● QUOTED PASSAGE

▽

An unhealthy workforce is bad for business – it’s time for companies to start taking responsibility
Posted: Mon, 05 Nov 2018 16:19 by Mr Gareth Samuel
By Katie Tierney
There is growing evidence to show that poor physical and mental health arising from our increasingly stressful working environments is one of the main factors behind our comparatively poor productivity levels as a nation. Smart businesses can invest in employee health through physical activity schemes to increase employee efficiency and improve company performance.
As project officer on Active Workplaces, my role enables me to support local businesses and organisations to improve the health and wellbeing of their employees. In Norfolk we are fortunate to receive financial backing from Norfolk County Council's Public Health and funding from the Department for Transport, through a project called Pushing Ahead, to provide information, resources and training as well as bespoke support to businesses who are looking to develop and implement a workplace physical activity and active travel programme.
For organisations which commit to creating a culture that encourages and supports their staff to become more active in and around the working day, the benefits can be substantial: increased productivity levels, reduced sickness absence, lower employee turnover, higher morale, improved company profile as well as reduced pressure on car park and lower business travel costs for those employees who promote active travel.
For employees, benefits include improvements in their mental and physical health, quality and quantity of sleep, concentration and mental alertness, higher levels of energy as well as a reduced risk of many diseases.

△

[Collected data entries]
▽

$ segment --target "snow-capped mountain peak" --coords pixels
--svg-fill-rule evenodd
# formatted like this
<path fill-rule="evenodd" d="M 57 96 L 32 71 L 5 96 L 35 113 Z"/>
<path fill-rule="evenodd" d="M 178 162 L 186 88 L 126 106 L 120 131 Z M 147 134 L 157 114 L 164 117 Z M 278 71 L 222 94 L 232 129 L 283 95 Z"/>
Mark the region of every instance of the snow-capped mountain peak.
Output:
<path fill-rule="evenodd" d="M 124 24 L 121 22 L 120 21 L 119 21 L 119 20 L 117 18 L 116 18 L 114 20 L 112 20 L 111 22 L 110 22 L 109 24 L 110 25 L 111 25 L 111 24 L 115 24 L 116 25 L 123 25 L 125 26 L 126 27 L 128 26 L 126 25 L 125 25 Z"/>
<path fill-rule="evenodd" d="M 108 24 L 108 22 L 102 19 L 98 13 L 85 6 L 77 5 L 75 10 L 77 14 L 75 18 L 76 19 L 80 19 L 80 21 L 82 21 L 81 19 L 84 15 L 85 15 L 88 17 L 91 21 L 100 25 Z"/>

△

● EXERCISE SET
- 1) Rewrite the paragraph of the workplace health article that starts "For organisations which commit" as a short bulleted list, keeping its main facts.
- 2) Write the next part of the workplace health article, picking up right after its last sentence.
You won't need the listing for any of this.

● RESPONSES FOR EACH TASK
- 1)
Organizations that build a culture helping staff be more active during the working day can gain:
- Higher productivity
- Less sickness absence
- Lower staff turnover
- Better morale
- A better company profile
- Less pressure on the car park and lower business travel costs, where staff take up active travel

- 2)
In our competitive and challenging economic climate the unfortunate reality is that some organisations and senior managers still fail to understand the importance of, or prioritise, workplace health. Many organisations continue to view it as an optional extra; something that they would like to implement, but at a less demanding and stressful time. This mindset is counter-productive as it is frequently when working environments are at their most challenging, and employees at their busiest and stressed, that promoting and supporting workplace physical activity and active travel can benefit organisations most.
One of the best parts of my job is witnessing the positive results that comes from employers engaging with the Active Workplaces programme. From watching employees enjoying time together whilst participating in a variety of different activities at our ever-popular Business Games event or calendar of evening competitions, to meeting with businesses and hearing first-hand stories about the positive impact it has had within their organisation as well as the physical and mental health improvements that individual employees have seen from becoming more active.
With employees now spending 60% of their waking hours at work, workplaces have now become a vital setting for individuals to receive the information, support and opportunities to make positive lifestyle changes. For business leaders it is imperative that a change in our workplace culture occurs. Bad health is bad for business so it's time to start taking it seriously.